> _Task brief_
Below are records to transcribe in full and unchanged; omit every picture.

[Records excerpted from a collection]
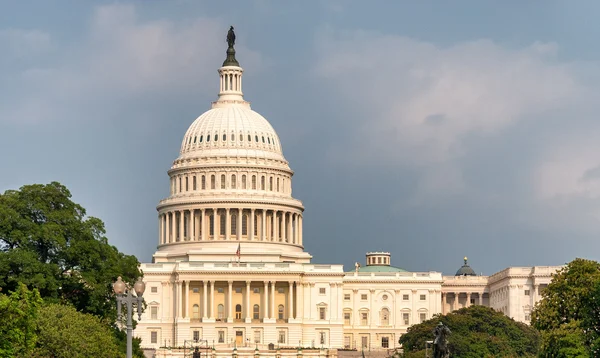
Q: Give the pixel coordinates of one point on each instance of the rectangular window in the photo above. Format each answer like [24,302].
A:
[322,313]
[256,336]
[364,319]
[281,338]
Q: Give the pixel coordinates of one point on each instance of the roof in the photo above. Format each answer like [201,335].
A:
[380,268]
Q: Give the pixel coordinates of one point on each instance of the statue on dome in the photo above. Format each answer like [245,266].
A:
[231,37]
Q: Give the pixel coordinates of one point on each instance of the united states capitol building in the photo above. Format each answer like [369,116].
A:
[230,271]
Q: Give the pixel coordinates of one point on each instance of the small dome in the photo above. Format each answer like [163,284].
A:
[465,270]
[231,131]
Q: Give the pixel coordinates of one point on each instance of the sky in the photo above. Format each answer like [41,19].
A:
[433,130]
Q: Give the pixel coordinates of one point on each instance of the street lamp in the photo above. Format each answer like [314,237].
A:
[129,299]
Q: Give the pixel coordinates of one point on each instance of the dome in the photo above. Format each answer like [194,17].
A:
[465,270]
[231,131]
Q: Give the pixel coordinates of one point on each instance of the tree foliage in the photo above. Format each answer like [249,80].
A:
[568,315]
[18,312]
[63,332]
[48,243]
[477,331]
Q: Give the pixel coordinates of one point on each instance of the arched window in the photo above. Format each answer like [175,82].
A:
[256,312]
[244,224]
[223,224]
[385,317]
[234,224]
[238,311]
[256,225]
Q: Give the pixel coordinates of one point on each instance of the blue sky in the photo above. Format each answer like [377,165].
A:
[432,130]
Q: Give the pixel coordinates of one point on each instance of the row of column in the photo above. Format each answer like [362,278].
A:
[203,224]
[455,304]
[268,309]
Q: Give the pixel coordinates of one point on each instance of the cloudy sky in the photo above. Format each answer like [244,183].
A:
[433,130]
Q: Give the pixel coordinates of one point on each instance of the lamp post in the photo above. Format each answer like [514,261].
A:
[125,297]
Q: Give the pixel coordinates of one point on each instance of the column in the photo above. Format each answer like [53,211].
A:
[179,299]
[203,225]
[291,300]
[168,229]
[274,221]
[204,300]
[187,299]
[229,301]
[273,314]
[216,225]
[443,303]
[468,300]
[212,300]
[300,238]
[248,308]
[263,225]
[251,225]
[288,236]
[227,224]
[238,228]
[181,223]
[193,224]
[265,303]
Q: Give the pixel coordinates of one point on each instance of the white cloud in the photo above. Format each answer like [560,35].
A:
[123,56]
[419,101]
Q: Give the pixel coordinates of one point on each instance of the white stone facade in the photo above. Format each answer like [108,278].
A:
[230,269]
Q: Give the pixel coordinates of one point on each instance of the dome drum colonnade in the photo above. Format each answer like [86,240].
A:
[231,181]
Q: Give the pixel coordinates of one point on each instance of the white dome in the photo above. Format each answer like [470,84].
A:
[232,130]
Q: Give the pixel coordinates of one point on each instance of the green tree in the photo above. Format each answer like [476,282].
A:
[477,331]
[568,313]
[63,332]
[18,312]
[48,243]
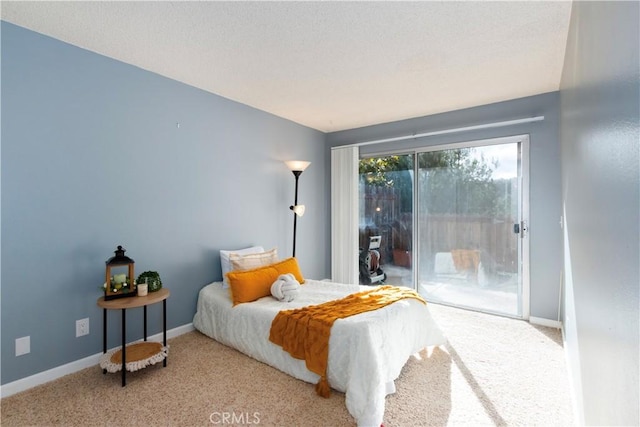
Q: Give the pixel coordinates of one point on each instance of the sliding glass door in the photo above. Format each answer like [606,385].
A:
[449,221]
[470,227]
[386,219]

> _Response_
Q: Give the pixel coordinates of one point on each instance of the rectangular window in the photo above. Format each answer like [24,302].
A:
[322,313]
[256,336]
[364,319]
[281,338]
Q: Give the pixel coordinates of one point on each instance of the roof in the photo above. Format each answer like [201,335].
A:
[380,268]
Q: Give the pixel coordinates of one point on each instance of the statue on dome in the photo above. Format each answer like [245,266].
A:
[231,37]
Q: Give the pixel coordinates of one point on each instance of the united states capitol building in the photo above. Format each answer like [369,116].
A:
[230,271]
Q: Give the pixel coordinates of one point on each instance of the small dome in the photo above. Format each answer like [163,284].
A:
[465,270]
[231,131]
Q: Give the pixel coordinates of one point on each instance of the sky in the photo above. Format each answer like [41,19].
A:
[433,130]
Q: Give the pixel coordinates of one point on each instance of the street lamp in the photo above. Format each answer like [314,237].
A:
[129,299]
Q: Give the pixel coordinates of one point on each instance of the dome in the photo above. Format each answer like [194,17].
A:
[465,270]
[231,131]
Q: Give the pixel coordinates of one point on each instance of the tree foliage in the photo above. Format each answer like [249,80].
A:
[568,315]
[18,312]
[63,332]
[48,243]
[477,331]
Q: Give the pixel coordinates of one point on each instance of the arched window in the photo above. Format each answer like [175,82].
A:
[256,312]
[244,224]
[223,224]
[385,317]
[234,224]
[238,311]
[256,225]
Q: Give the pixel coordinates of one point on each instance of the blue sky in the photo above. Format each answer like [377,165].
A:
[432,130]
Q: Give the pixel coordinates of one point on each instance of the row of column in the photo above. Format each answer like [362,278].
A:
[203,224]
[455,304]
[268,309]
Q: Give the pixel coordinates of one point on each instance of the cloudy sky in the photo above. Format each answer like [244,183].
A:
[433,130]
Q: Give the pixel coordinates of one point on each instance of the lamp post in the photo above. Format each answer like [514,261].
A:
[125,297]
Q: Give the pixel coordinates of one point on each instance of the column in the photo above. Format each answer like [53,211].
A:
[179,299]
[203,225]
[291,300]
[168,229]
[274,221]
[204,300]
[187,299]
[229,301]
[273,314]
[216,225]
[443,303]
[468,300]
[212,300]
[300,238]
[248,308]
[263,225]
[251,225]
[288,236]
[227,224]
[238,228]
[181,223]
[193,224]
[265,303]
Q: Give the pixel coordinates of one point on each instance of the white cloud in the photo above. Format each answer like [560,35].
A:
[123,56]
[419,101]
Q: Give the pixel coordinates of one point on each instance of the white stone facade in the photo above. Format each answer like [108,278].
A:
[230,269]
Q: Give the pixel coordinates of one point on each instance of the dome drum colonnade in the photo above. Format each answer like [86,240].
A:
[231,181]
Q: Give the pixel coordinates of one point on each instance of the white dome in the photo above. Format each answer like [470,84].
A:
[232,130]
Q: Give the pixel coordinates of one point on each instance of the green tree in the photo above. Format each answer like [476,282].
A:
[477,331]
[568,313]
[63,332]
[18,312]
[48,243]
Q: Give the pixel coordinates of one point on each instance of the sliding glass door in the photo above. Format each answer like [606,385].
A:
[449,221]
[470,227]
[386,219]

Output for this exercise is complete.